> INFORMATION GIVEN
────

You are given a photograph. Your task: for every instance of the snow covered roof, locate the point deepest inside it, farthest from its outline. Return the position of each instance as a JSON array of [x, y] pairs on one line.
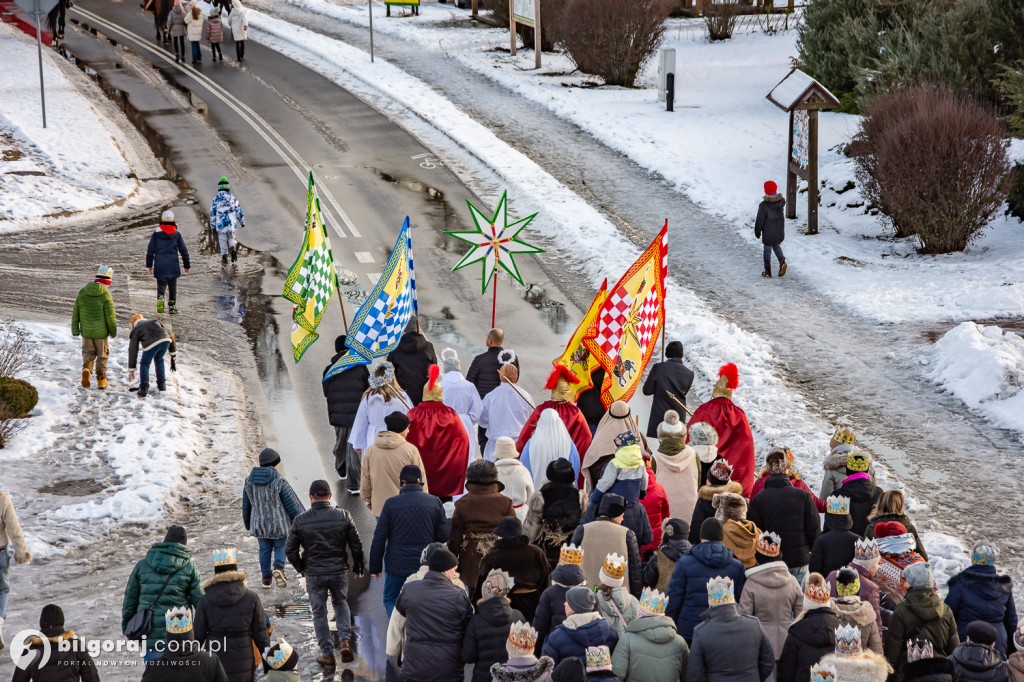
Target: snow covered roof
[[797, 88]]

────

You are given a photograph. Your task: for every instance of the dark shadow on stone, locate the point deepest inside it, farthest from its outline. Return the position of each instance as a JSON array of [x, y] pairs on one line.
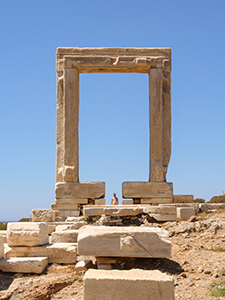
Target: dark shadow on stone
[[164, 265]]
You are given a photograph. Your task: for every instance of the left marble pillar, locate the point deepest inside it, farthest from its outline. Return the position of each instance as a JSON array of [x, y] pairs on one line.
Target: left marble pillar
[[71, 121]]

────

> YOUR OBJECTIVE
Starting with the line containing "of the dark" and going on through the line containing "[[71, 121]]", reproduce those records with every [x, y] point coordinate in the answers scaled by 2.3 and rounded to the nearest whole number, halves up. Keep the request lines and leave out the pictures.

> EXERCISE RESULT
You are given a photograph. Your task: for every instance of the dark shadow on stone, locate the point deepest inside it, farthest from its outline. Return the position of each instance as a JSON array of [x, y] pairs on one line.
Target: dark shadow on stone
[[377, 610]]
You are given a photograph. Your task: for every instance of the left marble pillar, locate the point deepest inside it, farthest from its outline. Return the position of each instance as a JSON array of [x, y] pairs on one line.
Target: left marble pillar
[[163, 278]]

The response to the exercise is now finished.